▸ **REQUIRED ACTION**: All records are to be printed again exactly as they appear.

▸ **MATERIALS PROVIDED**:
-*-
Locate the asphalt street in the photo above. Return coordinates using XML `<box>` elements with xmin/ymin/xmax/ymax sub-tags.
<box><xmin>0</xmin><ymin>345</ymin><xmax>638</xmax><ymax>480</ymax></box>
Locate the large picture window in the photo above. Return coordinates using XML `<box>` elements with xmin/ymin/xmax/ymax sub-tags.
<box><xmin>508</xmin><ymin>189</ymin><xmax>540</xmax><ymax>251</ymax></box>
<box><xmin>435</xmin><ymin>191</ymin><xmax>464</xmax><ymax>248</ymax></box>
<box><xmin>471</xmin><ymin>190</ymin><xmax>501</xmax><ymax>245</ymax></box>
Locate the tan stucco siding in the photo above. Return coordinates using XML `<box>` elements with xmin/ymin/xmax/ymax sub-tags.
-*-
▸ **SOLUTION TO THIS PROBLEM**:
Locate the asphalt street in the photo above. Return coordinates using XML `<box>` elements with xmin/ymin/xmax/ymax sub-tags.
<box><xmin>0</xmin><ymin>345</ymin><xmax>638</xmax><ymax>480</ymax></box>
Locate the large picture window in the photo above. Return coordinates using XML `<box>` elements with xmin/ymin/xmax/ymax sub-tags.
<box><xmin>508</xmin><ymin>189</ymin><xmax>540</xmax><ymax>251</ymax></box>
<box><xmin>435</xmin><ymin>191</ymin><xmax>464</xmax><ymax>248</ymax></box>
<box><xmin>471</xmin><ymin>190</ymin><xmax>501</xmax><ymax>245</ymax></box>
Locate the tan stucco siding in the photo above. Return coordinates using XML `<box>` elements with xmin/ymin/xmax/ymax sub-tags.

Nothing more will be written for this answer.